-- REQUIRED WORK --
Return every record in full. Match each one exactly.

[WORKING DATA]

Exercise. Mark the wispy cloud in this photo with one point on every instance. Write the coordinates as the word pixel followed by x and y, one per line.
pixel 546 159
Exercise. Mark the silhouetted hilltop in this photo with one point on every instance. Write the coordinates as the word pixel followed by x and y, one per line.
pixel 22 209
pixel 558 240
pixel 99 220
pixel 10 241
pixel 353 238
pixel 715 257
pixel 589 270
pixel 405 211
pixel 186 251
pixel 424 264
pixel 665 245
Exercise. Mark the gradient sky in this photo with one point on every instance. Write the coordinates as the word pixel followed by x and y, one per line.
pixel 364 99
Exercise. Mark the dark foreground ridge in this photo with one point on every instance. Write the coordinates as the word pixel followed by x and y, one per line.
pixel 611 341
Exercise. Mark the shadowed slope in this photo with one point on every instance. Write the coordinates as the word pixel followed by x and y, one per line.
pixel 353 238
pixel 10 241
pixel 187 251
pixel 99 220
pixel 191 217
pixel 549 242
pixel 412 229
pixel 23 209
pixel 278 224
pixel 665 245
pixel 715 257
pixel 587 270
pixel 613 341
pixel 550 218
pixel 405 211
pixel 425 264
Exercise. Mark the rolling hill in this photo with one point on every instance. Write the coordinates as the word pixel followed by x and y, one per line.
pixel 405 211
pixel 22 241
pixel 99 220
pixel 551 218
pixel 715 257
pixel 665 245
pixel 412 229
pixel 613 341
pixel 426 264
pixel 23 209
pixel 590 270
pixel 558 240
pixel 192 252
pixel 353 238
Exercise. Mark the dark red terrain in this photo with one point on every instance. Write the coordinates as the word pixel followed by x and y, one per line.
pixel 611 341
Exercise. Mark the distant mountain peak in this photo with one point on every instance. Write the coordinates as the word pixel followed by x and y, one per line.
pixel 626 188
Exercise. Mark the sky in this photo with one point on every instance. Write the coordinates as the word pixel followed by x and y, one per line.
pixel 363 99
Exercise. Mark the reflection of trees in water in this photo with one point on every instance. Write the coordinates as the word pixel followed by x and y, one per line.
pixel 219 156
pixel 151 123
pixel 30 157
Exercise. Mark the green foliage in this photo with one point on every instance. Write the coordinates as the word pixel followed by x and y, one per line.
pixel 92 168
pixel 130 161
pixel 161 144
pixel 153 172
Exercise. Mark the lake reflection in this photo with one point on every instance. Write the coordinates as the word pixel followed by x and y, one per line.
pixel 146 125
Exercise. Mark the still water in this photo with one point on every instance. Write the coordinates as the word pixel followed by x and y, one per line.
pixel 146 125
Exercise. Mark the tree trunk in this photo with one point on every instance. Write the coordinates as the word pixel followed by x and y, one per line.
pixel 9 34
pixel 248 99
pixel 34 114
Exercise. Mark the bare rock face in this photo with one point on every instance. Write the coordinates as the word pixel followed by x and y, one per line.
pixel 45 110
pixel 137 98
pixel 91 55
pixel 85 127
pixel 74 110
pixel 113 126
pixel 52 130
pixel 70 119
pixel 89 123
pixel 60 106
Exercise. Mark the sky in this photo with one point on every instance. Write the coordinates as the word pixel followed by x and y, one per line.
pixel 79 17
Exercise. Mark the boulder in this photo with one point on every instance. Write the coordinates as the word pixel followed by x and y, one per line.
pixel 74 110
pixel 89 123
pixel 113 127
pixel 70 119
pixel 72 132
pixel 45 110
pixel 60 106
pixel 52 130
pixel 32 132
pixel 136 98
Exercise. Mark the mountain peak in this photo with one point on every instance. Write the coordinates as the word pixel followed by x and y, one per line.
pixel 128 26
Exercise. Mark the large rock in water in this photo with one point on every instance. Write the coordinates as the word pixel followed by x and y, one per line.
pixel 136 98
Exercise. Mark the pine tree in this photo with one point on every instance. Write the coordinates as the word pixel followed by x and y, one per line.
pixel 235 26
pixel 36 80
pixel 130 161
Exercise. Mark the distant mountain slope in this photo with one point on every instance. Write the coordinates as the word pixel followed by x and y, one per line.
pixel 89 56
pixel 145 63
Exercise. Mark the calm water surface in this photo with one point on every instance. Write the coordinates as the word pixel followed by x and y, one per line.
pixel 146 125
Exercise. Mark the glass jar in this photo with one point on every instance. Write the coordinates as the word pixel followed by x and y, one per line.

[/WORKING DATA]

-- FINAL ANSWER --
Exercise. Mark the wispy cloud in this photo with one point on every instance. Write the coordinates as the word pixel followed by x and y, one per line.
pixel 546 159
Exercise. Mark the silhouetted hilltop in this photo with one point on every instance. Write the coordinates as the word pixel followed by x and y, one per line.
pixel 22 209
pixel 558 240
pixel 99 220
pixel 10 241
pixel 353 238
pixel 715 257
pixel 589 270
pixel 405 211
pixel 186 251
pixel 424 264
pixel 665 245
Exercise. Mark the gradient sky in this photo with one point on every instance. Write the coordinates as the word pixel followed by x and y, one per line.
pixel 364 99
Exercise. Mark the dark foreground ridge in this photo with one point on every instance. Write the coordinates as the word pixel followed by x and y, one per line.
pixel 611 341
Exercise. Mark the shadowed slope in this photo with one point on every instance. Write the coordinates as the word pixel followed by x and y, one per line.
pixel 353 238
pixel 10 241
pixel 187 251
pixel 99 220
pixel 191 217
pixel 549 242
pixel 412 229
pixel 23 209
pixel 278 224
pixel 665 245
pixel 715 257
pixel 587 270
pixel 613 341
pixel 550 218
pixel 405 211
pixel 425 264
Exercise. Mark the rolling hill in this photo with one point on every instance. Write the coordinates as the word pixel followed by x and y, one per line.
pixel 405 211
pixel 22 241
pixel 99 220
pixel 551 218
pixel 715 257
pixel 665 245
pixel 412 229
pixel 613 341
pixel 426 264
pixel 23 209
pixel 590 270
pixel 558 240
pixel 192 252
pixel 353 238
Exercise. Mark the dark red terrain in this photo with one point on every instance. Write the coordinates as the word pixel followed by x and y, one per line.
pixel 611 341
Exercise. Mark the distant mountain peak in this photo with one point on every instance. Write the coordinates as the word pixel followed by x and y, one per line.
pixel 626 188
Exercise. Mark the sky in this photo with one point on every instance. Write the coordinates as the word pixel followed by x and y, one per line.
pixel 363 99
Exercise. Mark the reflection of trees in water in this photo with one point on every instance. Write the coordinates as the word pixel followed by x and y, one per line.
pixel 219 156
pixel 151 123
pixel 30 157
Exercise. Mark the green foliage in this photo with one point on every instance. Write the coordinates as the word pixel followed by x and y, one per line.
pixel 92 168
pixel 130 161
pixel 161 144
pixel 153 172
Exercise. Mark the lake reflection in this photo with one point on every instance. Write the coordinates as the word pixel followed by x and y, one per line.
pixel 146 125
Exercise. Mark the still water in this photo with one point on every instance. Write the coordinates as the word pixel followed by x and y, one per line.
pixel 146 125
Exercise. Mark the tree trunk in this photo with one point on every instance. Write the coordinates as the word pixel followed by x and y, one per line.
pixel 9 34
pixel 248 99
pixel 34 114
Exercise. Mark the bare rock face in this photo with one point on every instance. Write the coordinates as the word pixel followed by x and y, one per line.
pixel 45 110
pixel 137 98
pixel 91 55
pixel 85 127
pixel 74 110
pixel 113 126
pixel 52 130
pixel 70 119
pixel 89 123
pixel 60 106
Exercise. Mark the sky in this photo with one point on every instance. Write the coordinates as the word pixel followed by x and y, one per line.
pixel 79 17
Exercise. Mark the boulder in this photo with one point on every instance. Write the coordinates as the word pixel followed by x and y, one per line.
pixel 74 110
pixel 89 123
pixel 113 127
pixel 70 119
pixel 72 132
pixel 45 110
pixel 60 106
pixel 52 130
pixel 32 132
pixel 136 98
Exercise. Mark the mountain peak in this photo with one point on every instance. Write the coordinates as the word pixel followed by x and y, one per line.
pixel 128 26
Exercise. Mark the large rock in water in this photo with one point on every instance. Write the coordinates as the word pixel followed by x and y, one per line.
pixel 136 98
Exercise. Mark the pine tree in this photo with one point on every instance. Write the coordinates as the word pixel followed by x and y, one per line.
pixel 235 26
pixel 36 80
pixel 130 161
Exercise. Mark the distant mountain slope in this photo with one point on every instance. Write the coordinates as the word pixel followed by x and y, one per line.
pixel 89 56
pixel 145 63
Exercise. Mark the calm water surface in this photo with one point on every instance. Write the coordinates as the word pixel followed by x and y, one per line.
pixel 146 125
Exercise. Mark the glass jar in this photo with one point on every instance. Write the coordinates as the word pixel followed by x and y, one per line.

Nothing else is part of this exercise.